• [DESCRIPTION OF THE TASK] Below are some entries; can you quote all of them exactly?

── RECORDS TO PROCESS

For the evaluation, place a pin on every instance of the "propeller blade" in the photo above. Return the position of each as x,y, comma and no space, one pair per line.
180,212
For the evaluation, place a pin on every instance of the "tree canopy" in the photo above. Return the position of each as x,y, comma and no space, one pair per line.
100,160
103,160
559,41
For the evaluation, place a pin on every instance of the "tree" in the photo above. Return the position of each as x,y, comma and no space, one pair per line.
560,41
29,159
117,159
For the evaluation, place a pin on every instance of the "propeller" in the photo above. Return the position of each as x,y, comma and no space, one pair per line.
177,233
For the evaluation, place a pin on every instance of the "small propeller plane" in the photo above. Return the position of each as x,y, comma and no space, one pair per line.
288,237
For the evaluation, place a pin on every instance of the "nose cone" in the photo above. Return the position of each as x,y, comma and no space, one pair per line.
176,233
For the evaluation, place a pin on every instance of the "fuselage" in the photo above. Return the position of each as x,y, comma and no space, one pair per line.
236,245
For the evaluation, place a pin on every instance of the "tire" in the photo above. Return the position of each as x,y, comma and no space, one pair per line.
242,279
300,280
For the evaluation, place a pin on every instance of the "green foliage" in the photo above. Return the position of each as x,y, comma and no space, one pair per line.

────

• [SOLUTION TO THE PROBLEM]
For the evaluation, place a pin on every instance of the "propeller blade" in the photo above. Return the position of each as x,y, comma and no space, one pair per line.
180,212
For the evaluation, place a pin on every instance of the "tree canopy" in the photo above. Return the position of each as x,y, comma and no space, one pair per line.
100,160
103,160
559,41
For the evaluation, place a pin on every instance of the "tree" in the photo above. Return the position of each as x,y, comma and no space, one pair per line.
560,41
29,159
117,159
For the evaluation, place a pin on every instance of the "propeller" in the photo above. Return the position of each as x,y, comma and no space, one pair per line.
177,233
For the evaluation, place a pin on every instance of the "small propeller plane" in the photo above. Return the position of each as x,y, comma and no space, one pair per line.
288,237
For the evaluation, place a pin on every instance of the "nose cone" in the photo above. Return the position of each as x,y, comma and no space, one pair per line.
176,233
For the evaluation, place a pin on every instance of the "fuselage" in the photo above. Return the position of each as x,y, comma and no space, one pair per line.
236,245
For the evaluation, place a pin on every instance of the "tire" in the photo above. Return the position of each as x,y, comma and no space, one pair per line.
242,279
300,280
For the evaluation, place a pin on every instance of the "green foliage" in the photo above. Return the position of each as x,y, comma and no space, one pair per line.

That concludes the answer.